STORED DATA
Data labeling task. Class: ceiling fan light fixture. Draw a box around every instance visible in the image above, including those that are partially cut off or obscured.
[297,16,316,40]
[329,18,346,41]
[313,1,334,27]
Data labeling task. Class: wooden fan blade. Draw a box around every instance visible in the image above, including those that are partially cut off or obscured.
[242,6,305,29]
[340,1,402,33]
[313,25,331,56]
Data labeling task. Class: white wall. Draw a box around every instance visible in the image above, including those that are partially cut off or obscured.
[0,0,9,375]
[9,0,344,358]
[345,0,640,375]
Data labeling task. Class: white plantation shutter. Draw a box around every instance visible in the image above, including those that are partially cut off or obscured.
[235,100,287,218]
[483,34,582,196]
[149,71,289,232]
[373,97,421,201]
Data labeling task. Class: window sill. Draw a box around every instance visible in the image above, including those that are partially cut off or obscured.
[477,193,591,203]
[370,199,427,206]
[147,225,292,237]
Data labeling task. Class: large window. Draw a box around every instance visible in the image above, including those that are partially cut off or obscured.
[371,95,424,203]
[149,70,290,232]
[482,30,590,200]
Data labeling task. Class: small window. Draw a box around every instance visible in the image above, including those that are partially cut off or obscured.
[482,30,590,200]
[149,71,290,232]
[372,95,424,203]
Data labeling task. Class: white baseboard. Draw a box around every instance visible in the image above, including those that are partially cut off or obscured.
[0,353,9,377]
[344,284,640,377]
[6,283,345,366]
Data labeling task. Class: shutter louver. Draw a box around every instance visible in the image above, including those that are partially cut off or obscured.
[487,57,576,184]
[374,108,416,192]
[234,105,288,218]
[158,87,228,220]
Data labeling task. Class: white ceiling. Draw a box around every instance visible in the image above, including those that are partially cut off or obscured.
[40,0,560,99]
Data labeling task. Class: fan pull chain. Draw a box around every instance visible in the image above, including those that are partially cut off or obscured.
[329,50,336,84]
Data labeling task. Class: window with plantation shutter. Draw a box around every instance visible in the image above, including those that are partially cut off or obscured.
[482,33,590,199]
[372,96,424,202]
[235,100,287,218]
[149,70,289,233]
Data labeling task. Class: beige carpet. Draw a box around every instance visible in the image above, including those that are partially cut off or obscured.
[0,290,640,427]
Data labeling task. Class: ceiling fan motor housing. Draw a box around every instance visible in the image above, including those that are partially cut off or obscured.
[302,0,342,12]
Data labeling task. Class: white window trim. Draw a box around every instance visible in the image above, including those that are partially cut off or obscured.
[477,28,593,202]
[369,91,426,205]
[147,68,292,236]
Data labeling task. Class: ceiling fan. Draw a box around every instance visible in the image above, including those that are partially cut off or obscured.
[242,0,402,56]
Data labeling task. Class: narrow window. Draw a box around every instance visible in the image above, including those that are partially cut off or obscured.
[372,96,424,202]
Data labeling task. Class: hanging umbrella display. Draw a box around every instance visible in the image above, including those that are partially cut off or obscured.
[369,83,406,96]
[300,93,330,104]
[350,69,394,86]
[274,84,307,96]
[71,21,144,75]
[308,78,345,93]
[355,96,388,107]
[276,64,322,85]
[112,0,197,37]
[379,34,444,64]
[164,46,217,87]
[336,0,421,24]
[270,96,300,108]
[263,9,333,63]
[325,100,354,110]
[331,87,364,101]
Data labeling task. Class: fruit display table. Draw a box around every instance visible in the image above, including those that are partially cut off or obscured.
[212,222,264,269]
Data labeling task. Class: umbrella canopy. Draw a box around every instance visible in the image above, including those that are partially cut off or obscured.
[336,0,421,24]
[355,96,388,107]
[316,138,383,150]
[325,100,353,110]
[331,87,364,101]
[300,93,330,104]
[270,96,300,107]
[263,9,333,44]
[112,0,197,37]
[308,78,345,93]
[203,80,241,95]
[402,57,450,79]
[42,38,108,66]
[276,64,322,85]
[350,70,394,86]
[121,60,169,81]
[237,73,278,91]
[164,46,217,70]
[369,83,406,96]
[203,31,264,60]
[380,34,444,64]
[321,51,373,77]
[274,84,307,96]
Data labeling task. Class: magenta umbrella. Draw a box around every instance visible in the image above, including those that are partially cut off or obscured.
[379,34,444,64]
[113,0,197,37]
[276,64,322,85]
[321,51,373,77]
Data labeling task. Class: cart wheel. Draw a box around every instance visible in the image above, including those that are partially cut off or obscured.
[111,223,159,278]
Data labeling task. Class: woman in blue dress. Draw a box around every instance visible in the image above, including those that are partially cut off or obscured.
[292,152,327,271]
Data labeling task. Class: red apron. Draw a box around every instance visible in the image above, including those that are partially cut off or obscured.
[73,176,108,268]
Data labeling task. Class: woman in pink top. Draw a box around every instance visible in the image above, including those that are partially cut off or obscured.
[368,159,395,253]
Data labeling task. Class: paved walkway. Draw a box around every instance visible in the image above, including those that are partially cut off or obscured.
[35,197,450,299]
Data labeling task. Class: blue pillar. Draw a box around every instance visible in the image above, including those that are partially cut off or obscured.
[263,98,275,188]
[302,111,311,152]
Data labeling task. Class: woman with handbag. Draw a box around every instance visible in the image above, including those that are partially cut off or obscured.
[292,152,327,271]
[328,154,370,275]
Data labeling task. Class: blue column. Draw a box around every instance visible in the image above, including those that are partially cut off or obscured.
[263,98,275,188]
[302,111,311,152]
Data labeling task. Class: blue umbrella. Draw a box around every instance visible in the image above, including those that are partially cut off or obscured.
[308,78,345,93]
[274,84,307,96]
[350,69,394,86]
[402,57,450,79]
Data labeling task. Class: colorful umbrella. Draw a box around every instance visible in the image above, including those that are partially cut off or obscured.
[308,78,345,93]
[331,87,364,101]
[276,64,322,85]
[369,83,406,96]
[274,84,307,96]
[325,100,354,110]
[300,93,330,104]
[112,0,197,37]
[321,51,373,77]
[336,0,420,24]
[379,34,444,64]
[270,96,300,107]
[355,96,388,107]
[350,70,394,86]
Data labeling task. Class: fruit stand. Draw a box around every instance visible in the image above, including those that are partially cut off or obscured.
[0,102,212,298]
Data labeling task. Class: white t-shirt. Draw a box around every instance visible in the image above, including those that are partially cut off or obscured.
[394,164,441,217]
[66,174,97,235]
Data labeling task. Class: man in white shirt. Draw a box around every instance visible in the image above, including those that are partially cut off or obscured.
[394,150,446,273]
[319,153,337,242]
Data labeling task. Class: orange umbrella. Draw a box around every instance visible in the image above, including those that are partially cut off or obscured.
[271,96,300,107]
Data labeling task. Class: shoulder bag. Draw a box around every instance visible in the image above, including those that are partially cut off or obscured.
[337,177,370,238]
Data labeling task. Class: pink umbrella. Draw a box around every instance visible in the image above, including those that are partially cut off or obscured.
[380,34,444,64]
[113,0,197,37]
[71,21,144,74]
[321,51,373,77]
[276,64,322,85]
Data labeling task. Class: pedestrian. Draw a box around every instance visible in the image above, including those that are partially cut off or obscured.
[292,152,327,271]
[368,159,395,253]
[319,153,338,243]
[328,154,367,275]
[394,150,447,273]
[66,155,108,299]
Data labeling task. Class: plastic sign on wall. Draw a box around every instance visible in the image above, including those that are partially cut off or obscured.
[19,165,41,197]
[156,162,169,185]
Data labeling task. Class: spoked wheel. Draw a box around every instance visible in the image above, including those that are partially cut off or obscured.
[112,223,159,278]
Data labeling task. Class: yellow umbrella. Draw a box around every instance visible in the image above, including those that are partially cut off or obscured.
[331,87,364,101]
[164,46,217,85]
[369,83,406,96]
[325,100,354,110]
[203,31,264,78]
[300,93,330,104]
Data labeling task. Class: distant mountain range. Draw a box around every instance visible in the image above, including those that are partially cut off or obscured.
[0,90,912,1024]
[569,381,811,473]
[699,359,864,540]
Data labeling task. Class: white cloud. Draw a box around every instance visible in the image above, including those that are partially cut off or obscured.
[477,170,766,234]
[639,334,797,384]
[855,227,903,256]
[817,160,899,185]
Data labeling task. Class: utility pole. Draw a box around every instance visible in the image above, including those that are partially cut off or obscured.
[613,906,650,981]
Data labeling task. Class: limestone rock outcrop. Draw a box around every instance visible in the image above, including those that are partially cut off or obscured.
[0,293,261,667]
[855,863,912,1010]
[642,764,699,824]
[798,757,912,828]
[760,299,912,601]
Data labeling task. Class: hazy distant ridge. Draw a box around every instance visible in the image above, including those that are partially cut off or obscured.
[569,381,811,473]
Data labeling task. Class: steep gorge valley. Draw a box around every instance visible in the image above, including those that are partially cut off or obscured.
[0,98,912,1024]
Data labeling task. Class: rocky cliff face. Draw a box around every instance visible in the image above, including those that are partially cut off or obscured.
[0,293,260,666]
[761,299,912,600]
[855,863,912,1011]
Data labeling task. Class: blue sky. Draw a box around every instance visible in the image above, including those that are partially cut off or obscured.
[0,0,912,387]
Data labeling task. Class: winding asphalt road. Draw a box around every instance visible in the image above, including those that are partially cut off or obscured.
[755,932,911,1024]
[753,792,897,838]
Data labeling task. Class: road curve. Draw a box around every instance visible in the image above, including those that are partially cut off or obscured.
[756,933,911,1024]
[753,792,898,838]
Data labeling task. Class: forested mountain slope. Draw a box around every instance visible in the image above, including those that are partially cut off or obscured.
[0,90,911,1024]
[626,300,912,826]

...

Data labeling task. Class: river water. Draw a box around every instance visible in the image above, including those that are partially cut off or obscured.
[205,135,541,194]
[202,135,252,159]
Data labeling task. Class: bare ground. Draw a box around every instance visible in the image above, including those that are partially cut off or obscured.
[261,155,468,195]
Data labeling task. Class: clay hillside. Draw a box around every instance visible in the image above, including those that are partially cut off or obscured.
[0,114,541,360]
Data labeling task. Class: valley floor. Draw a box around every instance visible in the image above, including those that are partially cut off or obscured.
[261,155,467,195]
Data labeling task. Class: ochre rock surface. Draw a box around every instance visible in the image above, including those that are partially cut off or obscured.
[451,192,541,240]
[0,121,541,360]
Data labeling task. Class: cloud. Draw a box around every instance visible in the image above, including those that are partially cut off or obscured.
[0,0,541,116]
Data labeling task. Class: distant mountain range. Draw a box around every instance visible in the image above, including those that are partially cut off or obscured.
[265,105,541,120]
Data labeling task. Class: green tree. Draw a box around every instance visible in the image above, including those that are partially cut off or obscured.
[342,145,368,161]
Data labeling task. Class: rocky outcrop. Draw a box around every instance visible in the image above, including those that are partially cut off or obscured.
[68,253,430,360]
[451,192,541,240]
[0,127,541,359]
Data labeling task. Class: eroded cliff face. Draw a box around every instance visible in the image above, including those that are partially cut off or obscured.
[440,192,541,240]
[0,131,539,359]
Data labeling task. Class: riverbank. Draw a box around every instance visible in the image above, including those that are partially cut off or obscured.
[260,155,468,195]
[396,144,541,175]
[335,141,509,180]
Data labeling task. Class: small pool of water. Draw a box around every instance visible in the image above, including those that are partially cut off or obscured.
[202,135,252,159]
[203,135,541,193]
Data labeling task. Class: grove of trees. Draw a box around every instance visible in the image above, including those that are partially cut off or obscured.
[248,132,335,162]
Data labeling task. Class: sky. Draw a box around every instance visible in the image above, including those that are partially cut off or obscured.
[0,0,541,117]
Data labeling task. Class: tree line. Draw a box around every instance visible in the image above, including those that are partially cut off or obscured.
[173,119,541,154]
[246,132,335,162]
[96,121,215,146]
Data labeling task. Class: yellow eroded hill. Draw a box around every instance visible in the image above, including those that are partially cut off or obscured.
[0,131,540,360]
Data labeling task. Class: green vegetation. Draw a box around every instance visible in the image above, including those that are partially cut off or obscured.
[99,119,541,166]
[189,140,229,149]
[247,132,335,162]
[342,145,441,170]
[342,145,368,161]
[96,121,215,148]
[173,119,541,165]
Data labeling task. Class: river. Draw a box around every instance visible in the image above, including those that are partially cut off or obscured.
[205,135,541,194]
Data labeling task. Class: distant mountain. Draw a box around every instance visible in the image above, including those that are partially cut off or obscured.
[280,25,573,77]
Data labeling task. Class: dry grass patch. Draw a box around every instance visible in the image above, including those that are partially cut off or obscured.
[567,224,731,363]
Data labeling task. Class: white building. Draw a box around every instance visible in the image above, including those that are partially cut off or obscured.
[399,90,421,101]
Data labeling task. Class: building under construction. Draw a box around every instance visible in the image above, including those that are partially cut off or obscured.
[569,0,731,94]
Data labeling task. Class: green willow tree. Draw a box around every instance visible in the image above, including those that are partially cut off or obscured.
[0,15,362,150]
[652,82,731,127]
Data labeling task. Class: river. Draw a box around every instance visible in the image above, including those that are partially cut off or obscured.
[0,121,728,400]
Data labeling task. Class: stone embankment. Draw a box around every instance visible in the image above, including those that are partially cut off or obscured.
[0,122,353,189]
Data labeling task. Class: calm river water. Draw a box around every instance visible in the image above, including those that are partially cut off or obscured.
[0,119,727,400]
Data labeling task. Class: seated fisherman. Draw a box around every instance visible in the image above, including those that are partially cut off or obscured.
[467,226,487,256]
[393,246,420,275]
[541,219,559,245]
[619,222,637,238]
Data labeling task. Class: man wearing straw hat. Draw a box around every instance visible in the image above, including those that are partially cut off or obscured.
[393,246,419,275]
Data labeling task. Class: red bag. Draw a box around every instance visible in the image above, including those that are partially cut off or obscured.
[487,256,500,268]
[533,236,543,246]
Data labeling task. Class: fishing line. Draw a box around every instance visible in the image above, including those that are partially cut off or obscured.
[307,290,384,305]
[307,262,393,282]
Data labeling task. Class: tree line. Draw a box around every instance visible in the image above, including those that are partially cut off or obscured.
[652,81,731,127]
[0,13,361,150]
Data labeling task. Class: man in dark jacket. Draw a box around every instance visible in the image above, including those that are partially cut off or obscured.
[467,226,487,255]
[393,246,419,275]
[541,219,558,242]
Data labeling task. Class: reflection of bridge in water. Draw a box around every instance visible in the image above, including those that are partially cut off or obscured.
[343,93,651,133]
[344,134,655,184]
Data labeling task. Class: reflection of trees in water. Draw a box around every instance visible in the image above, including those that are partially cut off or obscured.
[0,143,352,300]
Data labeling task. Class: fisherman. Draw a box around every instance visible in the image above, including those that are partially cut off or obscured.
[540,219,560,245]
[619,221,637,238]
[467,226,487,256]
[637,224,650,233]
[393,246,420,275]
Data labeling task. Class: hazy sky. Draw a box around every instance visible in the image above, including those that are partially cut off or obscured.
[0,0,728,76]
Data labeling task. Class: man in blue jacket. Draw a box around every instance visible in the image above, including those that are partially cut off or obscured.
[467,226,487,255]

YOUR GOAL
Output everything from the line containing "Data labeling task. Class: ceiling fan light" down to the line containing "[345,0,640,375]" in the data above as a JSON list of strings, one string per line, leaving out blank lines.

SOLUTION BELOW
[
  "Data labeling task. Class: ceiling fan light fixture. Draw a box around every instance visible in the image above, including those that are partially cut off or obscured.",
  "[297,16,316,40]",
  "[329,18,346,41]",
  "[313,1,334,27]",
  "Data labeling task. Class: wooden fan blade. Draw a box around every instance visible in the image above, including those that are partially cut off or obscured.",
  "[242,6,305,29]",
  "[340,1,402,33]",
  "[313,25,331,56]",
  "Data labeling task. Class: white wall. Draw a box around every instance visible in the image above, including those that are partially cut off or obscured.",
  "[0,0,9,375]",
  "[9,0,344,358]",
  "[345,0,640,375]"
]